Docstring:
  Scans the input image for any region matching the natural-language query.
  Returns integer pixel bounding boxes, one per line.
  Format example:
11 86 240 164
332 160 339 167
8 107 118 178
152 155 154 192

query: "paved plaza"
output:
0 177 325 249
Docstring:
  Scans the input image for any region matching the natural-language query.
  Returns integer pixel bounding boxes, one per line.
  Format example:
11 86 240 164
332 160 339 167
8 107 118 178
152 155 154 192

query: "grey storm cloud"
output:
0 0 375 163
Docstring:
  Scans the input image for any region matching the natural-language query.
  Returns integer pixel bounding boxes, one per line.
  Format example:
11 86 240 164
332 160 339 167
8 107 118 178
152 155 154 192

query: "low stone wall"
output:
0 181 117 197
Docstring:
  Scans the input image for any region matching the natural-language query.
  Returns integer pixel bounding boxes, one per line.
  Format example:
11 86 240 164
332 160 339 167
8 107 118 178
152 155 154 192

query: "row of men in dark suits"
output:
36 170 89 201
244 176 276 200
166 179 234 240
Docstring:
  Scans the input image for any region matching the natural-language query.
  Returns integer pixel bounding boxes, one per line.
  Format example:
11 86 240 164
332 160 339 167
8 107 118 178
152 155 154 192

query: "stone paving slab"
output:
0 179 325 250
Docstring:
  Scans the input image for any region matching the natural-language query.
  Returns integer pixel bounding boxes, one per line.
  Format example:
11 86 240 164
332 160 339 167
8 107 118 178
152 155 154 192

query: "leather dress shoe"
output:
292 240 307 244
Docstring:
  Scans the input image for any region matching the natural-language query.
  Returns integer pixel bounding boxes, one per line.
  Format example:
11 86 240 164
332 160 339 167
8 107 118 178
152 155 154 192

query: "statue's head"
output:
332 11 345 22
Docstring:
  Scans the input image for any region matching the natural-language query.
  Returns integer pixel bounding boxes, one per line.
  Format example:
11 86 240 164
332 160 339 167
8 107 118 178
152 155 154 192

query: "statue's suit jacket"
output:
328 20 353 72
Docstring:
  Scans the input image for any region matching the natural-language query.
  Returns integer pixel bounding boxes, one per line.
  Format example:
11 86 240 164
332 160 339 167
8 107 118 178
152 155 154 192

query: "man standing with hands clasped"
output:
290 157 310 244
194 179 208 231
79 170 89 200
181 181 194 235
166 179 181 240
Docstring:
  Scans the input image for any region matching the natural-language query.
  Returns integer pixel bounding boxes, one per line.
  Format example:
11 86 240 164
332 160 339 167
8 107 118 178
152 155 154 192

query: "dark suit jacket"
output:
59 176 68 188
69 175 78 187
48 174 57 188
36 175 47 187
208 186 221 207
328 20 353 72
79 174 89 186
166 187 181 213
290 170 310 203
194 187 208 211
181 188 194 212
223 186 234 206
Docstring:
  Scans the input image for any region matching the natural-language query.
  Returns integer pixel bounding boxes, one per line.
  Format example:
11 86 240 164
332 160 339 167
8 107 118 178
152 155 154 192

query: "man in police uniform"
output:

Objective: Reproduce the items from the first line through the line holding "0 177 325 249", inclusive, replacing "paved plaza" with "open square" and leaving everything else unchanged.

Task result:
Docstring:
  Scans the input image for any region matching the natural-language query.
  Returns integer pixel bounding boxes, one per line.
  Format example:
11 86 240 164
332 160 339 167
8 107 118 178
152 155 154 192

query: "open square"
output:
0 177 325 249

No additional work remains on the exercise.